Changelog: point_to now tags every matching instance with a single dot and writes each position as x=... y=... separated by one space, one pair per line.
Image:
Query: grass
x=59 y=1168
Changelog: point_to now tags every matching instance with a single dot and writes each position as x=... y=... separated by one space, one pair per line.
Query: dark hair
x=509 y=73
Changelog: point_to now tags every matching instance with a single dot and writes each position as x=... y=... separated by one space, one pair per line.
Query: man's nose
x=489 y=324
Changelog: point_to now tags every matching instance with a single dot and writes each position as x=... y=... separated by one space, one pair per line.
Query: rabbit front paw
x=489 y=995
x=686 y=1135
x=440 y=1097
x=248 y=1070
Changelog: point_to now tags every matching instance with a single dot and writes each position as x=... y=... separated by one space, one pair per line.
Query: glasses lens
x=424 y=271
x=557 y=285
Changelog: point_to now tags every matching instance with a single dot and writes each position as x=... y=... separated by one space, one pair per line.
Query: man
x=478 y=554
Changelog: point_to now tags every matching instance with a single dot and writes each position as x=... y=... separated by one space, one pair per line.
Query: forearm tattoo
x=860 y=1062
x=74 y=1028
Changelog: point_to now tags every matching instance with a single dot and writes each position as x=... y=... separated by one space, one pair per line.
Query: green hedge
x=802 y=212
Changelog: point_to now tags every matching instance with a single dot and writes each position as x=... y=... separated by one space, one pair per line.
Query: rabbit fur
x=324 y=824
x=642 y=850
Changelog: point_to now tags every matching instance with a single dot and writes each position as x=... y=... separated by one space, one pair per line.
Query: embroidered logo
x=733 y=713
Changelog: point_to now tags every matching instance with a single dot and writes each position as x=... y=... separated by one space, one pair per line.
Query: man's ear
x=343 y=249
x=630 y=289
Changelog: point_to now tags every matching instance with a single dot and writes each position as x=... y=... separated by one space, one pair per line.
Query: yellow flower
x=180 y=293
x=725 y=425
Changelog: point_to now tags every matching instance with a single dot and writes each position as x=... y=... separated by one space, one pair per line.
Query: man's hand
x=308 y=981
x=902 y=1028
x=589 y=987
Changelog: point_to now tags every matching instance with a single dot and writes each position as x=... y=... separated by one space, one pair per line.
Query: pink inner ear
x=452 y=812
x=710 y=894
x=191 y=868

Assigned task
An exact copy of all the records above is needed.

Expected answer
Changelog: point_to now tags every matching instance with a single dot and writes each position as x=... y=... separated by one space, one pair per line.
Image:
Query: grass
x=59 y=1168
Changelog: point_to now tags every matching instance with a single dot and writes each position as x=... y=... separated by one space, one pair per line.
Query: dark hair
x=509 y=73
Changelog: point_to now tags every matching instance with a single dot and writes each position as x=... y=... separated by one space, one pair per line.
Query: man's nose
x=489 y=324
Changelog: point_to now tags every matching instance with a single dot and writes each position as x=... y=... separated by one space, one pair per line.
Query: rabbit front paw
x=489 y=995
x=686 y=1135
x=440 y=1097
x=248 y=1070
Changelog: point_to now tags every matching instance with a single dot and writes each position as x=... y=... separated by one space, one pair per line.
Query: glasses lens
x=424 y=271
x=557 y=285
Changelog: point_to now tags every matching instance with a single dot and writes each position as x=... y=... separated by one space, one pair per line.
Query: man
x=478 y=554
Changelog: point_to now tags every matching instance with a single dot and writes each position as x=... y=... separated by one space, one pair per line.
Query: forearm tattoo
x=860 y=1062
x=74 y=1028
Changelog: point_to now tags every matching instance with a single dot and writes each position as x=... y=... separated by one space, one pair per line.
Query: green hedge
x=802 y=212
Changelog: point_to now tags every matching instance with a single dot and writes each position as x=... y=... separated by one space, one pair per line.
Query: rabbit fur
x=324 y=824
x=642 y=850
Changelog: point_to now tags every matching instance with a single dot and writes each position as x=... y=... separated by one space, one pair per line.
Query: embroidered logo
x=733 y=713
Changelog: point_to now tags every matching instance with a single dot and writes each position as x=... y=... separated by one space, one pair per line.
Query: man's ear
x=343 y=249
x=630 y=289
Changelog: point_to now tags every matching instance with a single dot and writes each position as x=... y=... separated by one space, one pair per line.
Query: yellow flower
x=180 y=293
x=725 y=425
Changelog: point_to now tags every matching instance with a single dot and writes each position as x=... y=... separated by one space, one pair per line.
Query: man's hand
x=308 y=981
x=902 y=1028
x=589 y=987
Changelog: point_to now tags every matching instance with a single dot and writes each position as x=... y=... separated by one space, one pair per line.
Query: pink inner ear
x=452 y=812
x=710 y=894
x=191 y=868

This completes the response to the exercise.